■ Your instructions ■
Please transcribe the data that follows exactly, from its first line through the line that contains "point(965, 451)".

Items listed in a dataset
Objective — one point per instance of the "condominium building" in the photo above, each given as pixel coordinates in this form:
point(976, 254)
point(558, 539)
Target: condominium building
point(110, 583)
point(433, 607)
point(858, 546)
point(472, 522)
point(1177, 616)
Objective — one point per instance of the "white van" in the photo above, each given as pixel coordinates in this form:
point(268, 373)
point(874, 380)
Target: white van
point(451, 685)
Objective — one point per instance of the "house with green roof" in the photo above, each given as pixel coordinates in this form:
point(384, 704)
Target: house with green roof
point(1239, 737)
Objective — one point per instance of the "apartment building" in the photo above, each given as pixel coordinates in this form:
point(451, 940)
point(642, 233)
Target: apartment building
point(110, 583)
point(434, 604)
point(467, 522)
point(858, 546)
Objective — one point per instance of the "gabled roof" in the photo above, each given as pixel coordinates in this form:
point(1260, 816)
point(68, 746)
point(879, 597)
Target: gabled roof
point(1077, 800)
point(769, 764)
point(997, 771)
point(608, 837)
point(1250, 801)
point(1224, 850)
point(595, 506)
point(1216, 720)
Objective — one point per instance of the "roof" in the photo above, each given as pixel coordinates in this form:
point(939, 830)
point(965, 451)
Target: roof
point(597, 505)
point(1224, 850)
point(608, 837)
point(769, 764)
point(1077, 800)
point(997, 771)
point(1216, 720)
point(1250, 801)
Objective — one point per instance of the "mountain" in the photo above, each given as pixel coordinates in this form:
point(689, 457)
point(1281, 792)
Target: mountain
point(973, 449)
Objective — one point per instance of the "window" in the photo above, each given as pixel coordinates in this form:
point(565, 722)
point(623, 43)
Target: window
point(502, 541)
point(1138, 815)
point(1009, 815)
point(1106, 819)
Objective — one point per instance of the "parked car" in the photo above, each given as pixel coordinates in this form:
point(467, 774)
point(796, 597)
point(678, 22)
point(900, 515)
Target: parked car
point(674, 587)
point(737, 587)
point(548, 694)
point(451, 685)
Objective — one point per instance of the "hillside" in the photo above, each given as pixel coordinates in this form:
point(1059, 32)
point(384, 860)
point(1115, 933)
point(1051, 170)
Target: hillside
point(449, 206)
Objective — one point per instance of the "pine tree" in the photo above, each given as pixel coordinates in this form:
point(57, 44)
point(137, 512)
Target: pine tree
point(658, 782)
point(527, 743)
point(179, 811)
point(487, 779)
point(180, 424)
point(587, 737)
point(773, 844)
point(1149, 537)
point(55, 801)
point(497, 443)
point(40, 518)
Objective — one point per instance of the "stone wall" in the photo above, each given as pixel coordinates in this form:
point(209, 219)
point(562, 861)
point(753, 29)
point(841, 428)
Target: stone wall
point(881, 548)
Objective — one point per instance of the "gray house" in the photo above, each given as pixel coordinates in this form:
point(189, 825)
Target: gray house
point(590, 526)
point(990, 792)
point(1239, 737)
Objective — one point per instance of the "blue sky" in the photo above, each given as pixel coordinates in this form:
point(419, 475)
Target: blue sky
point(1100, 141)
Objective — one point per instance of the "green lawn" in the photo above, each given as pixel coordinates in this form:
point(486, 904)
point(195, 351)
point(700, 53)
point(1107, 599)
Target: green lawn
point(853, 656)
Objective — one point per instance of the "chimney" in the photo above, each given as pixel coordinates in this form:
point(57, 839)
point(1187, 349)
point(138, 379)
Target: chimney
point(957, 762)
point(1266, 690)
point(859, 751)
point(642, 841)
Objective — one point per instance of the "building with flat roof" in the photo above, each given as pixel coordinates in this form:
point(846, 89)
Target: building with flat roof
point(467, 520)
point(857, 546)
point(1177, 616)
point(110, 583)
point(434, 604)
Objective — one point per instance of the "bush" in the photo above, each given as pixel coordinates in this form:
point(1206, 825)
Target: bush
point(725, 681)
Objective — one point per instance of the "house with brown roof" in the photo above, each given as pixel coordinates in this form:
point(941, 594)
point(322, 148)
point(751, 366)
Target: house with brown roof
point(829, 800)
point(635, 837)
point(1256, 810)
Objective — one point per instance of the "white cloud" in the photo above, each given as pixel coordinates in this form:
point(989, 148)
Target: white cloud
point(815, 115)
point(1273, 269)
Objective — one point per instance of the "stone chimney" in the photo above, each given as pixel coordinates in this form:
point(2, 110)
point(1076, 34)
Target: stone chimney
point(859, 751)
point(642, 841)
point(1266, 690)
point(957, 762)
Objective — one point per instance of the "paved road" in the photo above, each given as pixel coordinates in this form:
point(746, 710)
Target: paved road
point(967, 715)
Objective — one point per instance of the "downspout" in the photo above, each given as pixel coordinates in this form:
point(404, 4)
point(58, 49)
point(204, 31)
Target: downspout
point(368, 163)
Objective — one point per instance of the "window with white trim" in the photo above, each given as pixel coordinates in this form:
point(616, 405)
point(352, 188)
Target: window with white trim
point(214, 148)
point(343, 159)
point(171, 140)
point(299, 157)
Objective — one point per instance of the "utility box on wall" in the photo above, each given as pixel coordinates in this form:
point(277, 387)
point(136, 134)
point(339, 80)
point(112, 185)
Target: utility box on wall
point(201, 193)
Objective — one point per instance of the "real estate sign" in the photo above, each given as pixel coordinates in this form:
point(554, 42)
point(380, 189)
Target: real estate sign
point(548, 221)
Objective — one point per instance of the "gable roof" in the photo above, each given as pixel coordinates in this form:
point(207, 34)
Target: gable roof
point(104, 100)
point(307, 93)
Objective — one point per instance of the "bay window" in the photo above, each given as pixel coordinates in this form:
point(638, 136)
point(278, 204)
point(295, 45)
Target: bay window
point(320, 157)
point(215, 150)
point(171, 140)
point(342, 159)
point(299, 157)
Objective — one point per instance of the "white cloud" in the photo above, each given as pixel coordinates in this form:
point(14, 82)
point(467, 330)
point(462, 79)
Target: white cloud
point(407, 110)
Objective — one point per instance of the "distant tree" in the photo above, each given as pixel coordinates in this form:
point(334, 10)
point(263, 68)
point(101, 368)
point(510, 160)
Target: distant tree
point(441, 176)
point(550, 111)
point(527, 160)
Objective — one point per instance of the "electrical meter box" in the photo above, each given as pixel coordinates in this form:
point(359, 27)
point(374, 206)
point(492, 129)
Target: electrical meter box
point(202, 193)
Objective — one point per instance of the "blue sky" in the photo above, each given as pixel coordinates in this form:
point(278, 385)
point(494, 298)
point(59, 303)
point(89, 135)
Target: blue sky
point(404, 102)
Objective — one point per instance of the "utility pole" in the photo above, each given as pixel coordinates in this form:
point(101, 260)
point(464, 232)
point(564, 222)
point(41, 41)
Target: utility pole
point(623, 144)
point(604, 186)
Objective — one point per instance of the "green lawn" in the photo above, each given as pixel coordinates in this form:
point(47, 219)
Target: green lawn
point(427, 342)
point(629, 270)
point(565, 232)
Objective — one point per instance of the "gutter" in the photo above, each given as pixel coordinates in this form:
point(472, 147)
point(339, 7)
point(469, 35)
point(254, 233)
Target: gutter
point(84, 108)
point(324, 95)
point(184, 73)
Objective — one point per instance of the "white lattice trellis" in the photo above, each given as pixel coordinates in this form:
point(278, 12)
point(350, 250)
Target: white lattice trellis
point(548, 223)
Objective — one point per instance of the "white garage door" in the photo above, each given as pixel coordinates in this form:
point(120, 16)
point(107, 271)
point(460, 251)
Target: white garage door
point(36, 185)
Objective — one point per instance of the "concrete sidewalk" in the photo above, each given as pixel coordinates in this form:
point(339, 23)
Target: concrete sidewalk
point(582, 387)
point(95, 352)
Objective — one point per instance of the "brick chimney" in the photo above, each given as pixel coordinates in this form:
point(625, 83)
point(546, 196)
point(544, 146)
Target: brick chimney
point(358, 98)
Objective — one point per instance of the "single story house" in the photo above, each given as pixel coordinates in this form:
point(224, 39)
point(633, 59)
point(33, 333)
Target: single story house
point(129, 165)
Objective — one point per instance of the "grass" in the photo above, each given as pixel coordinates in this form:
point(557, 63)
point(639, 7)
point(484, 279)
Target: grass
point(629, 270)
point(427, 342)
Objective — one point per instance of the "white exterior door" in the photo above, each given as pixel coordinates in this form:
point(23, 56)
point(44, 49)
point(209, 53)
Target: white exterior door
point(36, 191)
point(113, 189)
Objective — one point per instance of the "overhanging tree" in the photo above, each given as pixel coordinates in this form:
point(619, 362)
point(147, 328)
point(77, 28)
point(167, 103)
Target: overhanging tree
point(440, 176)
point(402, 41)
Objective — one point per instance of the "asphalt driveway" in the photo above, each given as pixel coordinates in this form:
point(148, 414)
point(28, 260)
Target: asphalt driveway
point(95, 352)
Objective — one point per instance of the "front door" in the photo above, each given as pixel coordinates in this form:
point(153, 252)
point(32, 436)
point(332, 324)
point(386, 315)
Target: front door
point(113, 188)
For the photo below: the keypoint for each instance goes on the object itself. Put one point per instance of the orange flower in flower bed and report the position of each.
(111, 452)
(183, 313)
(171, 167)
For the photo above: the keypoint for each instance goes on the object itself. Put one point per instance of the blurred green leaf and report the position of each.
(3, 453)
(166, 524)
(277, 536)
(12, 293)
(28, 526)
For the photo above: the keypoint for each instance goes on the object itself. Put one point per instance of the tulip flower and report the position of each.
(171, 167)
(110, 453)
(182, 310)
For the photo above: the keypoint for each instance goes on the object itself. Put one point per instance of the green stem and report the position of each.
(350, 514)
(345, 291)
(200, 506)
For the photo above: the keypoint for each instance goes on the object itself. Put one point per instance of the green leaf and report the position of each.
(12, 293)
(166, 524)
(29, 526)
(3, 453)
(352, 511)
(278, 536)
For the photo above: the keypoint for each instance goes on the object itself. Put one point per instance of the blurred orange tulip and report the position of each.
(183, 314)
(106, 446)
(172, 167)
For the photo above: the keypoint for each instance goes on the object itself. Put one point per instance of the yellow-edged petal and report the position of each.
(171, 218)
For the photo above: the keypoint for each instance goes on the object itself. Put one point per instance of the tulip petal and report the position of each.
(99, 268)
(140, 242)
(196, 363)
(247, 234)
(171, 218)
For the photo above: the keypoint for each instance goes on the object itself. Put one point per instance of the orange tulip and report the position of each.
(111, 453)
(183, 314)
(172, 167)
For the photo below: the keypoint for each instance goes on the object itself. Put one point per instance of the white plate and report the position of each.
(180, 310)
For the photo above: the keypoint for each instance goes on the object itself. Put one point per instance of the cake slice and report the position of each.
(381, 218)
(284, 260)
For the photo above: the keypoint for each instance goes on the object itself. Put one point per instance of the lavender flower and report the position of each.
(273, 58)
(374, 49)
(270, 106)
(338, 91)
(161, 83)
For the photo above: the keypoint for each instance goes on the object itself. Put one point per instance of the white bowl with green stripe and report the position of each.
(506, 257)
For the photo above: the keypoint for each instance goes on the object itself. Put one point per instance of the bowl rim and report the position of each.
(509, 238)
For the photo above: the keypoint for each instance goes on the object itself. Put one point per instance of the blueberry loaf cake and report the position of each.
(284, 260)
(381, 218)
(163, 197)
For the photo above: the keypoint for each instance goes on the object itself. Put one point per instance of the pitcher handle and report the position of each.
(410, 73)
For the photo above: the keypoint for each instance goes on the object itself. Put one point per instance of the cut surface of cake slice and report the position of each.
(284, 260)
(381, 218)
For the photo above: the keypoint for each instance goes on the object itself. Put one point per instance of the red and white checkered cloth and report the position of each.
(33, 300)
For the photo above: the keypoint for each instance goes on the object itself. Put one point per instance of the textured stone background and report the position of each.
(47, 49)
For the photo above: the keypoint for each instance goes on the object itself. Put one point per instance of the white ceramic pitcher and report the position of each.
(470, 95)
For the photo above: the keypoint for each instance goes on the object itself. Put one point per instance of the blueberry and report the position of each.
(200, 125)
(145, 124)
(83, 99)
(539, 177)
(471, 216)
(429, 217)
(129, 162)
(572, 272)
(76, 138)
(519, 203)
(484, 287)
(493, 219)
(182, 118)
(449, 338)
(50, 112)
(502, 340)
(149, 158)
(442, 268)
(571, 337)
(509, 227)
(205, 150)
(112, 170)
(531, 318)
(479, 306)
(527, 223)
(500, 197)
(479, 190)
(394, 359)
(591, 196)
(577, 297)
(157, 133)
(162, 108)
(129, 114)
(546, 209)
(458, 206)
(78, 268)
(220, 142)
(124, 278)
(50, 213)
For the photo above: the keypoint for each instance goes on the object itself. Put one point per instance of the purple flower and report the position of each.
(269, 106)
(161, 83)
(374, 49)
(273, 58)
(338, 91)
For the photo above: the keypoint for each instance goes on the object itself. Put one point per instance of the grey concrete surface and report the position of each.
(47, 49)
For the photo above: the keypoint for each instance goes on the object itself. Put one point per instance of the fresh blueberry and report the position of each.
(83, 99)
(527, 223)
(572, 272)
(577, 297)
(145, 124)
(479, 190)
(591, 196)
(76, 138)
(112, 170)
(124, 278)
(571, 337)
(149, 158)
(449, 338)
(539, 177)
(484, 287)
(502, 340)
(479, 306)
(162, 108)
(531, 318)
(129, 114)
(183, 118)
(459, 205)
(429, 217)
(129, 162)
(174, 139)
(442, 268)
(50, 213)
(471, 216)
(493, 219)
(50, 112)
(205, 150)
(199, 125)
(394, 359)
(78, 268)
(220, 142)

■ Reply to the task ■
Objective — one point per instance of the "condominium building" in the photo above, each given as pixel coordinates in this form:
point(976, 254)
point(558, 539)
Target: condominium building
point(110, 583)
point(433, 607)
point(858, 546)
point(472, 522)
point(1177, 616)
Objective — one point per instance of the "white van" in the photo above, each given as pixel coordinates in this form:
point(268, 373)
point(874, 380)
Target: white van
point(451, 685)
Objective — one point per instance of the "house with green roof" in the photo above, each given as pixel coordinates in this form:
point(384, 704)
Target: house with green roof
point(1239, 737)
Objective — one point per instance of the "apartment building" in the photo above, each given as pixel coordinates in this form:
point(451, 940)
point(642, 233)
Target: apartment building
point(110, 583)
point(434, 604)
point(467, 522)
point(858, 546)
Objective — one point per instance of the "gabled roof" in the photo above, each given as pixel coordinates in this form:
point(1260, 816)
point(68, 746)
point(879, 597)
Target: gabled roof
point(1077, 800)
point(769, 764)
point(997, 771)
point(608, 837)
point(1250, 801)
point(1224, 850)
point(595, 506)
point(1216, 720)
Objective — one point per instance of the "roof" in the photo above, each given as pixel coordinates in this form:
point(939, 830)
point(965, 451)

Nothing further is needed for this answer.